● **SUPPLIED MATERIAL**:
"""

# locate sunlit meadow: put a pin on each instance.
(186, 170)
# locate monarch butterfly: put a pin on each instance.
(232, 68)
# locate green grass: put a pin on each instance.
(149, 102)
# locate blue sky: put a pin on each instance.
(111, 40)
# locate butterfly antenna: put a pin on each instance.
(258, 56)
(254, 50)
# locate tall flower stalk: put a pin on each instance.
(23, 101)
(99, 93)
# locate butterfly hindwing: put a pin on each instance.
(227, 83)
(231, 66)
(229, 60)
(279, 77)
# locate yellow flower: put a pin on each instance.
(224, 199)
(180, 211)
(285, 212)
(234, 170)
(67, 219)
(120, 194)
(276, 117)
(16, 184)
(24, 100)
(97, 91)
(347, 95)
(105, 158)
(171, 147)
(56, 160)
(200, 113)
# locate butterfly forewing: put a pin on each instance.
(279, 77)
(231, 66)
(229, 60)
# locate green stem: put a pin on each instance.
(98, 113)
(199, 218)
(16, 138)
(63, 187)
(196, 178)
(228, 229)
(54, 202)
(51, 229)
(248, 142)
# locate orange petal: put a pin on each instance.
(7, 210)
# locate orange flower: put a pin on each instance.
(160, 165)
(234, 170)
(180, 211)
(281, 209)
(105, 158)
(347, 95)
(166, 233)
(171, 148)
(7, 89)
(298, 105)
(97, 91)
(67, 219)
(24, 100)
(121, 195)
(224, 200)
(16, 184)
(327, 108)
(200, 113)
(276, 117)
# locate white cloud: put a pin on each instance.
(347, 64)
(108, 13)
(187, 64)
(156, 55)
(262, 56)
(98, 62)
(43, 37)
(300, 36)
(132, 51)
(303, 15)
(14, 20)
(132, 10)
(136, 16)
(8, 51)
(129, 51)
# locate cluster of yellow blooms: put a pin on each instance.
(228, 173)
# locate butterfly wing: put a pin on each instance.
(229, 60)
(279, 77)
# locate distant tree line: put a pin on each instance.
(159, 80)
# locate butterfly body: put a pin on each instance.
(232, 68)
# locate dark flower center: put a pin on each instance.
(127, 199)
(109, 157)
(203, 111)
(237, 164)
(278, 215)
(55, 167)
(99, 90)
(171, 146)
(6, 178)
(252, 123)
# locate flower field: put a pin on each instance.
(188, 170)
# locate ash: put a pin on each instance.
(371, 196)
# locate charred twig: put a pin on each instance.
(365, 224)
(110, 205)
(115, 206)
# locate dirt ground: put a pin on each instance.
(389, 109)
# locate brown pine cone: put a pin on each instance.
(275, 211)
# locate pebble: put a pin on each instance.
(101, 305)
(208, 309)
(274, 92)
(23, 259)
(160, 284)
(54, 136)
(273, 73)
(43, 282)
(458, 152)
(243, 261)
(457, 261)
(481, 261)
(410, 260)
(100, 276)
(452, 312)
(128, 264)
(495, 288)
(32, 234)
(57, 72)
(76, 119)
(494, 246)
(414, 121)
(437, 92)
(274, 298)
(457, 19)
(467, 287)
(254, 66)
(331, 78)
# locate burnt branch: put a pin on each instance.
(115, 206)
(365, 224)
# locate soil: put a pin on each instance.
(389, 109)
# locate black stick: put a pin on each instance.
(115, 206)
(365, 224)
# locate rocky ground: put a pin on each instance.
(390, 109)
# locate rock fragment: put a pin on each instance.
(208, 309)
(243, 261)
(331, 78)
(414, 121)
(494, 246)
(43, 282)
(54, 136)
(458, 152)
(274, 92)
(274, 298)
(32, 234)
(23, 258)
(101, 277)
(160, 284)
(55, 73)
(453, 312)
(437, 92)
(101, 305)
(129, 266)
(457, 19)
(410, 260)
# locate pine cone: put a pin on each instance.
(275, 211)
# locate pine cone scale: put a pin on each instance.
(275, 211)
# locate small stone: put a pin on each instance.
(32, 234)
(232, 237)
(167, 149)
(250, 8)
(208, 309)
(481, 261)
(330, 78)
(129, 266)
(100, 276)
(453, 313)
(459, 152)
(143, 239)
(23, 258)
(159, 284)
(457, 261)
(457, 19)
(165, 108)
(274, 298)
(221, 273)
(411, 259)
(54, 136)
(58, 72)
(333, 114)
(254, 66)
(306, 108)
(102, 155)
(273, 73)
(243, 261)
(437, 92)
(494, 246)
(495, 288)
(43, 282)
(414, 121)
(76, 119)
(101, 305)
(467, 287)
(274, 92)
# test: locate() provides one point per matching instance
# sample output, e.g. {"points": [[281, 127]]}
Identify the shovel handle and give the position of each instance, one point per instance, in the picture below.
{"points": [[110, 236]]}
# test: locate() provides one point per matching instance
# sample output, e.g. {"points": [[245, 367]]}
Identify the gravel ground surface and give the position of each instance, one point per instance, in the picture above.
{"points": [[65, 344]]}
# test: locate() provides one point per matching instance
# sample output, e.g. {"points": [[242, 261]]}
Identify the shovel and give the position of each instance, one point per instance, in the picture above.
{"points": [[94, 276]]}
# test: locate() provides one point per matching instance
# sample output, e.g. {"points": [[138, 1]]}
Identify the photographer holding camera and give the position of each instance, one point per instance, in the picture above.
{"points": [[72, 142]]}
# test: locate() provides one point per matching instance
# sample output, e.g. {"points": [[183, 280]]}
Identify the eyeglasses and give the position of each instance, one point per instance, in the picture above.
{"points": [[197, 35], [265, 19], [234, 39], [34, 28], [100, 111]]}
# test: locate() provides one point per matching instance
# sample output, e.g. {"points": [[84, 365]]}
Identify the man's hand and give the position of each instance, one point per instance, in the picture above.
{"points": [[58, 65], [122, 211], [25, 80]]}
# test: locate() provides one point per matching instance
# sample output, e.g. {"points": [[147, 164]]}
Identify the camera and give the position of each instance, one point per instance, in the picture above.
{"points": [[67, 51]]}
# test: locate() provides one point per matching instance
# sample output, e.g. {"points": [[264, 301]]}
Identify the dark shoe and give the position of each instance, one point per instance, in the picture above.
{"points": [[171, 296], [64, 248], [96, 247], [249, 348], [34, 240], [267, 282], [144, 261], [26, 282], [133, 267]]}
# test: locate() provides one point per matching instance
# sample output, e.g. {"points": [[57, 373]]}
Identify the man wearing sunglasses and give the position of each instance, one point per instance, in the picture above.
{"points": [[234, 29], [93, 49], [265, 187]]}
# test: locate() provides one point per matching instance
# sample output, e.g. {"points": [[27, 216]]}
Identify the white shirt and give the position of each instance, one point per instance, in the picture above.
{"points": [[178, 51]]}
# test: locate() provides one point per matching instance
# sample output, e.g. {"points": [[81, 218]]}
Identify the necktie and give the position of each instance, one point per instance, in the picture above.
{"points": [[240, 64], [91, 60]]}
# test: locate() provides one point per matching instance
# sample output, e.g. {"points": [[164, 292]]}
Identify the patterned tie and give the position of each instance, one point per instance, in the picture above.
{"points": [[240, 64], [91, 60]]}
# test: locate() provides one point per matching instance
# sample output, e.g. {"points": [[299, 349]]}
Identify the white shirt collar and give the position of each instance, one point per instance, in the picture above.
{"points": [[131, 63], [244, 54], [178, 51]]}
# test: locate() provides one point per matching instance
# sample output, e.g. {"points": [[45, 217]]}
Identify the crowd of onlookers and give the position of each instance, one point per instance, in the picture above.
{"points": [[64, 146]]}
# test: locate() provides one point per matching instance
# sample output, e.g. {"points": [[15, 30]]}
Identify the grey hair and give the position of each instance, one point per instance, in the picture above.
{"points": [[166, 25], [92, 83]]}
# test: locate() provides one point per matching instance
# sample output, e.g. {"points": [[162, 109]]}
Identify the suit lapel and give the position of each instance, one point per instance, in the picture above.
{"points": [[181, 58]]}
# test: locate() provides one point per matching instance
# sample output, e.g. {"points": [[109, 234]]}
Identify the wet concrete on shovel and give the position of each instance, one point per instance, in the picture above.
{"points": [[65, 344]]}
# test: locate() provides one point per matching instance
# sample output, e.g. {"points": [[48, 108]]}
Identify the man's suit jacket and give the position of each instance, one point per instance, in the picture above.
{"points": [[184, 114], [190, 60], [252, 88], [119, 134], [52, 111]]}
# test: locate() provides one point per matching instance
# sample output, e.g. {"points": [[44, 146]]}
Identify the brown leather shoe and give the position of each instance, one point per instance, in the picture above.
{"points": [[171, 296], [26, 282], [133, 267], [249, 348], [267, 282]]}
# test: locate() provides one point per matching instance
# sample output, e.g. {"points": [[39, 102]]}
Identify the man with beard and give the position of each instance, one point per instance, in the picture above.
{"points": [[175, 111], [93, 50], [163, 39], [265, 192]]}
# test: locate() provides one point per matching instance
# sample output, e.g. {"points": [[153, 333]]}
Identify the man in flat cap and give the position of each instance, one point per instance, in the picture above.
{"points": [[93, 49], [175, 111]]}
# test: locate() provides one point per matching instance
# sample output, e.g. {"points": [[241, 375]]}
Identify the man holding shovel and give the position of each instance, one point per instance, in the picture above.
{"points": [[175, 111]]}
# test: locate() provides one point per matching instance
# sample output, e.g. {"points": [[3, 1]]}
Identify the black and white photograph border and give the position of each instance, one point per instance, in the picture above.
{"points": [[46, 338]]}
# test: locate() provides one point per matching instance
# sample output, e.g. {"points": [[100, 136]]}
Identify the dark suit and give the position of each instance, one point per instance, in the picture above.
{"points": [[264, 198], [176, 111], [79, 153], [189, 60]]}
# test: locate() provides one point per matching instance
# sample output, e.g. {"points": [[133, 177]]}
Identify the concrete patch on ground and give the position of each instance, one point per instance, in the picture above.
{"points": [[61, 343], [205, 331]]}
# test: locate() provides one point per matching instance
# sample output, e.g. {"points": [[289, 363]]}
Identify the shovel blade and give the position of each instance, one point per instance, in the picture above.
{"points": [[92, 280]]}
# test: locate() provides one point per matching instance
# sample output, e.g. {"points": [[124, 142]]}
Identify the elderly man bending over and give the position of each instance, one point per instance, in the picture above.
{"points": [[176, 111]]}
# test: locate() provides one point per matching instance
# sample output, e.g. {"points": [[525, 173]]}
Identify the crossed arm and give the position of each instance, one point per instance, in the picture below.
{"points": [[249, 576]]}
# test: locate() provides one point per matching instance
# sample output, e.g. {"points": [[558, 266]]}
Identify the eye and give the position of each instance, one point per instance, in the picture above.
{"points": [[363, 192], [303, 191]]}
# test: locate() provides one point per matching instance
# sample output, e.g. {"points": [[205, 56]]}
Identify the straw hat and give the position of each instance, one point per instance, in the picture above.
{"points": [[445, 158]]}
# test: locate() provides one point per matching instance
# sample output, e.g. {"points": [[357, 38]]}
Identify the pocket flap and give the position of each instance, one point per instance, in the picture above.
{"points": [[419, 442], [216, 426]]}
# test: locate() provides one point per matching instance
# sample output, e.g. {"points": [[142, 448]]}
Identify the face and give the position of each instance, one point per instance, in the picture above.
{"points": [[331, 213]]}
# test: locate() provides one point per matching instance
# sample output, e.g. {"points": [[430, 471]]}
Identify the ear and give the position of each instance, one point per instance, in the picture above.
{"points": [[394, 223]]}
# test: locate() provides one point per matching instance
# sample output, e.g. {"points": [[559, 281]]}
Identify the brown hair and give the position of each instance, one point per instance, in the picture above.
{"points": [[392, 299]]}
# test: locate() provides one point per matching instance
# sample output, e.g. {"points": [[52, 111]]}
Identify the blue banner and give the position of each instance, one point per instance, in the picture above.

"""

● **WHAT THE TASK ASKS**: Take the line that contains "Identify the brown hair" and every line after it through the end of the listing above, and repeat them exactly.

● **TASK RESULT**:
Identify the brown hair and give the position of each instance, one point per instance, in the picture above.
{"points": [[392, 299]]}
# test: locate() provides one point per matching instance
# sample output, e.g. {"points": [[52, 111]]}
Identify the blue banner and give the position of each instance, one point per instance, in the picture above.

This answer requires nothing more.